- _DIRECTION 1_
Count the lines of the entries that contain the string "display", treating uppercase and lowercase as different, and give only the number.

FBI interrogator says Saddam Hussein knew two things about him within seconds

The FBI agent who interrogated Saddam Hussein has said that the dictator knew two things about him within a matter of seconds.

George Piro was hand-elected by spy chiefs at the American intelligence and security agency to carry out one of the most important interrogations the country had ever done.

On March 19, 2003, just over twenty years ago, then President George W Bush ordered the US invasion of Iraq.

Bush told America, and the world, that the Iraqi dictator Hussein was armed to the teeth with weapons of mass destruction (WMDs).

The UK followed the US into the Middle East in the war that claimed hundreds of thousands of Iraqi lives as well as the lives of hundreds of western soldiers.

It took just weeks for US-led forces to defeat Saddam’s troops but an insurgency sprung up which fought on for years.

But on December 13, the same year they invaded, US special forces found the deposed dictator hiding in a one-man-size hole in northern Iraq.

FBI interrogator George Piro (FBI)

After the CIA questioned him, the FBI decided that George Piro, a Lebanese American special agenct, was the man to talk to Saddam.

He spoke to Saddam over a period of seven months, with no one else allowed in the interrogation room.

But, according to CNN’s Peter Bergen, Mr Piro found that Bush’s claims of WMDs were false, and Saddam had nothing but contempt for terrorist leader Osama Bin Laden.

- _INPUT ROWS_

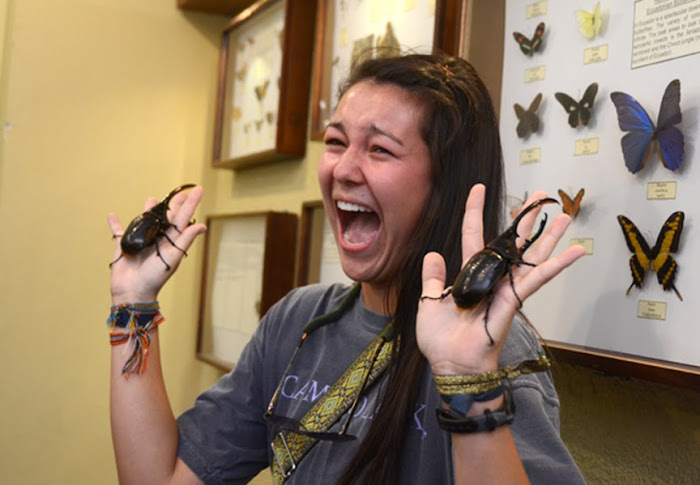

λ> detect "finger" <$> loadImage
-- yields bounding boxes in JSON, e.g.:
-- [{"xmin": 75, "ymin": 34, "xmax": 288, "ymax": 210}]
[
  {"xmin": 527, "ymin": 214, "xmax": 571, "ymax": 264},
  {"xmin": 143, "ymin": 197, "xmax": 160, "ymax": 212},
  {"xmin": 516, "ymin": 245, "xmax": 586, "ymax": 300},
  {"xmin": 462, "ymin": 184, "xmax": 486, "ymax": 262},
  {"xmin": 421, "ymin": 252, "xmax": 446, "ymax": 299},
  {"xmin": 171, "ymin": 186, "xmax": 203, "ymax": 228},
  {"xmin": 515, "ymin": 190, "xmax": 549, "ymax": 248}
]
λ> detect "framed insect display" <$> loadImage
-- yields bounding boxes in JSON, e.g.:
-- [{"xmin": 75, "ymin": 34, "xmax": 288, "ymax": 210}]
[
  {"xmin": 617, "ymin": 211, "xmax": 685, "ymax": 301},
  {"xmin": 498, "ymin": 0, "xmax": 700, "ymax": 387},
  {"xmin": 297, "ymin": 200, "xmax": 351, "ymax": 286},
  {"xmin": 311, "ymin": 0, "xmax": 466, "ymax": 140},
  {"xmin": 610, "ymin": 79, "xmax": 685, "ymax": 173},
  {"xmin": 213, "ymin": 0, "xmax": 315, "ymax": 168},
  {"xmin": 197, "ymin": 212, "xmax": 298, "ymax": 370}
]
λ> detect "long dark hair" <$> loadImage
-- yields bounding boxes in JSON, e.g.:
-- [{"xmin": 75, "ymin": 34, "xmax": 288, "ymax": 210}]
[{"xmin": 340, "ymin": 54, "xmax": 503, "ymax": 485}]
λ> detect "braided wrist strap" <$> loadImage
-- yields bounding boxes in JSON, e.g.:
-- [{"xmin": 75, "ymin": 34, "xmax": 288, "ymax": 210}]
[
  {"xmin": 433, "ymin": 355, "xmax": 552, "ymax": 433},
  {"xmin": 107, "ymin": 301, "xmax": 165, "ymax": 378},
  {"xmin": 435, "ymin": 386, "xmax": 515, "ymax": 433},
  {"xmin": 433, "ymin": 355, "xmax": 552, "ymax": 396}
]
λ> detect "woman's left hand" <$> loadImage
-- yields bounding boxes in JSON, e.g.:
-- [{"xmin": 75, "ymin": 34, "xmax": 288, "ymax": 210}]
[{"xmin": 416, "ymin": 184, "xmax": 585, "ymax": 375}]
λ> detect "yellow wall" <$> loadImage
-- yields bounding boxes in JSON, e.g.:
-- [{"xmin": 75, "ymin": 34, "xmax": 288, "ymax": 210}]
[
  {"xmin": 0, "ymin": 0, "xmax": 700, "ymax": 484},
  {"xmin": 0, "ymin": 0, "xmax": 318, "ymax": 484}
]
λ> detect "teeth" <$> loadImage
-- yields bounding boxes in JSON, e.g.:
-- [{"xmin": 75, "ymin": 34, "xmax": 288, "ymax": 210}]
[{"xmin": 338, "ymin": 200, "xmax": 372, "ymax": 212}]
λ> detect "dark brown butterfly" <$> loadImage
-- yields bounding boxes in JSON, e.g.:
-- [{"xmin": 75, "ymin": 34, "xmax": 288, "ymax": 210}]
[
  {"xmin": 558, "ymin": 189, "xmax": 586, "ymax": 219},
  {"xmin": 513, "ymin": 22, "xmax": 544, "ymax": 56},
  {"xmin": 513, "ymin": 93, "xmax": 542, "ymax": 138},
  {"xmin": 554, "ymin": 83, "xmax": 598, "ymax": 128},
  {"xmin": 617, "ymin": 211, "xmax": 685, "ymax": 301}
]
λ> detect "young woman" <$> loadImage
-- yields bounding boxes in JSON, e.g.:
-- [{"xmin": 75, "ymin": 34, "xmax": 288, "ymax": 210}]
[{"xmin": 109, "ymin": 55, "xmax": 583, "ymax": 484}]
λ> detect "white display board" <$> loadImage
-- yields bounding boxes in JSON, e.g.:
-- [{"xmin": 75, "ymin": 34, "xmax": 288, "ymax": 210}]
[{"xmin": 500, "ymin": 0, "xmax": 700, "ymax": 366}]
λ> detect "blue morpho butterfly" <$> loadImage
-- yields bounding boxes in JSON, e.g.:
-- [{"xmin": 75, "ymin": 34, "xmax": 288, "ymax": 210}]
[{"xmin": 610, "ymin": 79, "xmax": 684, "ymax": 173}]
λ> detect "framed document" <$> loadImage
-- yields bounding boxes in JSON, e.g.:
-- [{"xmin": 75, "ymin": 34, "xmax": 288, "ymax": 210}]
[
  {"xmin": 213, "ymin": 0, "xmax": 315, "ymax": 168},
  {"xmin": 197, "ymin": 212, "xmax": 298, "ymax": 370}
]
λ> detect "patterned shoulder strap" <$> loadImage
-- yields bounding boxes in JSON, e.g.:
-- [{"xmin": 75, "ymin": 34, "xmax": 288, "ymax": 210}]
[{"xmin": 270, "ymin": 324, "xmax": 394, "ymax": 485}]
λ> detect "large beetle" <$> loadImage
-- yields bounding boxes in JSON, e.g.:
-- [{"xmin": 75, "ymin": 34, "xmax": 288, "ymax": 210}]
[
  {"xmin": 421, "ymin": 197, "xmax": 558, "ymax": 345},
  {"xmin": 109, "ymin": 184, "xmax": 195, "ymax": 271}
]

- _DIRECTION 2_
Reproduce the article about the FBI interrogation of Saddam Hussein in full, word for word.

- _ANSWER 1_
2

- _ANSWER 2_
FBI interrogator says Saddam Hussein knew two things about him within seconds

The FBI agent who interrogated Saddam Hussein has said that the dictator knew two things about him within a matter of seconds.

George Piro was hand-elected by spy chiefs at the American intelligence and security agency to carry out one of the most important interrogations the country had ever done.

On March 19, 2003, just over twenty years ago, then President George W Bush ordered the US invasion of Iraq.

Bush told America, and the world, that the Iraqi dictator Hussein was armed to the teeth with weapons of mass destruction (WMDs).

The UK followed the US into the Middle East in the war that claimed hundreds of thousands of Iraqi lives as well as the lives of hundreds of western soldiers.

It took just weeks for US-led forces to defeat Saddam’s troops but an insurgency sprung up which fought on for years.

But on December 13, the same year they invaded, US special forces found the deposed dictator hiding in a one-man-size hole in northern Iraq.

FBI interrogator George Piro (FBI)

After the CIA questioned him, the FBI decided that George Piro, a Lebanese American special agenct, was the man to talk to Saddam.

He spoke to Saddam over a period of seven months, with no one else allowed in the interrogation room.

But, according to CNN’s Peter Bergen, Mr Piro found that Bush’s claims of WMDs were false, and Saddam had nothing but contempt for terrorist leader Osama Bin Laden.